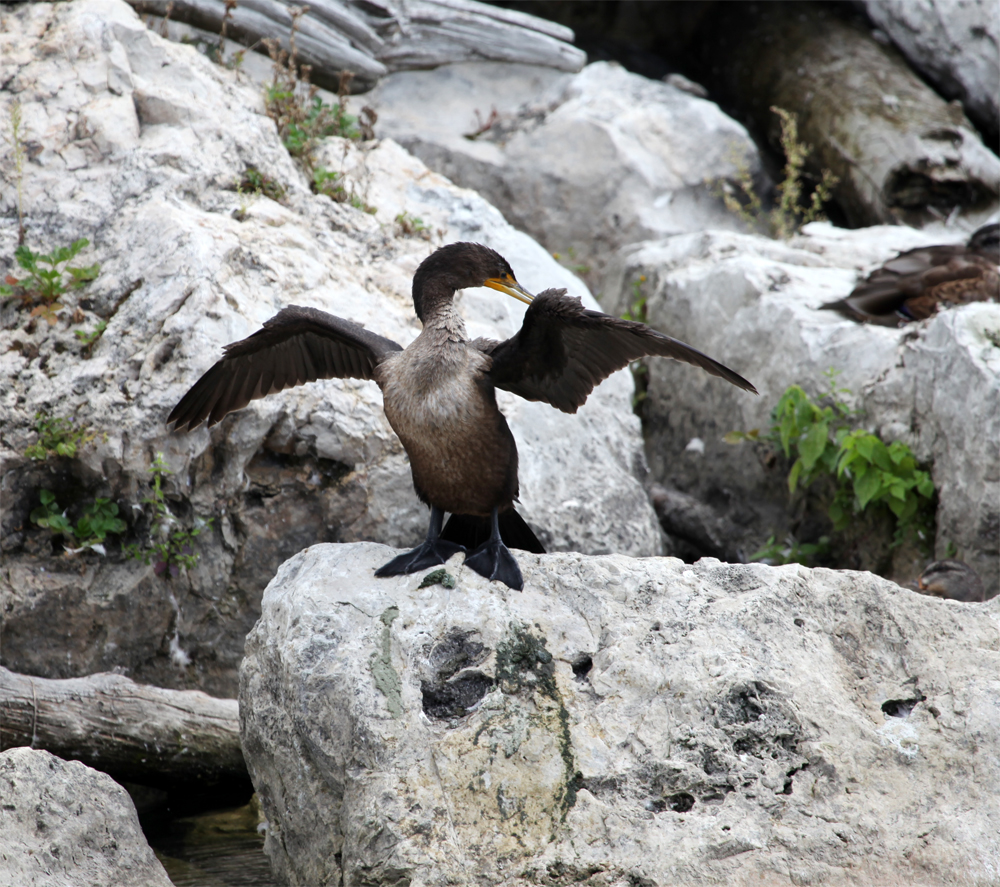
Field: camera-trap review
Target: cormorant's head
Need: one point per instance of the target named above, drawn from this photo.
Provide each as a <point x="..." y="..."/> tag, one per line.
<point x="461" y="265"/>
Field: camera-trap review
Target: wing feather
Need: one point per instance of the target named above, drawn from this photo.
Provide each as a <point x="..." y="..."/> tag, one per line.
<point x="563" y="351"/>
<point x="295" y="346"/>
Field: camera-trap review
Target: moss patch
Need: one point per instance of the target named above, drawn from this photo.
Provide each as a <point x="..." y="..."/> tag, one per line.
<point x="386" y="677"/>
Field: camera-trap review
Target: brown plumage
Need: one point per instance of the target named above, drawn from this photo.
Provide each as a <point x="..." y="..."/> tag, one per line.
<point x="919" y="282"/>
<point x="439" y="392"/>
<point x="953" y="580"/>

______________________________

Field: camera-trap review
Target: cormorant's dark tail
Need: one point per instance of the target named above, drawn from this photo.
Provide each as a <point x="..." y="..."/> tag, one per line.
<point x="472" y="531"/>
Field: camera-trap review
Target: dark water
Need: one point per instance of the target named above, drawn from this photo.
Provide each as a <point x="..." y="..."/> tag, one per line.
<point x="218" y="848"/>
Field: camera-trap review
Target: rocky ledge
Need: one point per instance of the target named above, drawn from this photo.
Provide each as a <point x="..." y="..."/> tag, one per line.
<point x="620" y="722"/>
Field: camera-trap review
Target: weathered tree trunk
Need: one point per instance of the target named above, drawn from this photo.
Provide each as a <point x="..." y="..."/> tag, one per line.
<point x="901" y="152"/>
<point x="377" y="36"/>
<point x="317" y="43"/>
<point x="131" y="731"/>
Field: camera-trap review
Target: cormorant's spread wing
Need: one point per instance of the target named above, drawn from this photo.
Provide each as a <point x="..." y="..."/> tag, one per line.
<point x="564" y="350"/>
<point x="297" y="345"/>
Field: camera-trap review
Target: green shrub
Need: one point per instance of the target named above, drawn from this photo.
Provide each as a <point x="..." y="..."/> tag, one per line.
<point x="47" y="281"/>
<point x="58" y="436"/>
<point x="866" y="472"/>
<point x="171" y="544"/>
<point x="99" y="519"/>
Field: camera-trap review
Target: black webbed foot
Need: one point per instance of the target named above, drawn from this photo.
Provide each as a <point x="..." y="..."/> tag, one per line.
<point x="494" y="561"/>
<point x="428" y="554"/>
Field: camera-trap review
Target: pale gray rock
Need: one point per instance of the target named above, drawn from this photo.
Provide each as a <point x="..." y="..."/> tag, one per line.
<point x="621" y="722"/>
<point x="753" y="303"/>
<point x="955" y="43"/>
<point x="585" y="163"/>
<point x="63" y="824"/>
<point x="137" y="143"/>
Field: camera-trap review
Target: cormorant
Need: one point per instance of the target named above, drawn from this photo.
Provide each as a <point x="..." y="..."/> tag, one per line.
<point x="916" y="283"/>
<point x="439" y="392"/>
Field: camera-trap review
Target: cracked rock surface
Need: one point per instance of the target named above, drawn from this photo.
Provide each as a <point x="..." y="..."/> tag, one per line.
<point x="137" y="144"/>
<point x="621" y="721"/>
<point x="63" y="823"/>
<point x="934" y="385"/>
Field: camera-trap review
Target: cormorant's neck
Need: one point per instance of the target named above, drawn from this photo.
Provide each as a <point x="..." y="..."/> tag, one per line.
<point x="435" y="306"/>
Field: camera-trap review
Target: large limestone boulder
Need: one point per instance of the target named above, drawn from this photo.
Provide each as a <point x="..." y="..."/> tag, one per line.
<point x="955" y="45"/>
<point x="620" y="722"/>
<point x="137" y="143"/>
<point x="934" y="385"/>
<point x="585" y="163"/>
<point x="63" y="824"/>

______________________________

Pull out every line in the records above that contains the word "cormorant".

Target: cormorant's head
Target: cormorant's dark tail
Target: cormorant's spread wing
Target: cormorant
Target: cormorant's neck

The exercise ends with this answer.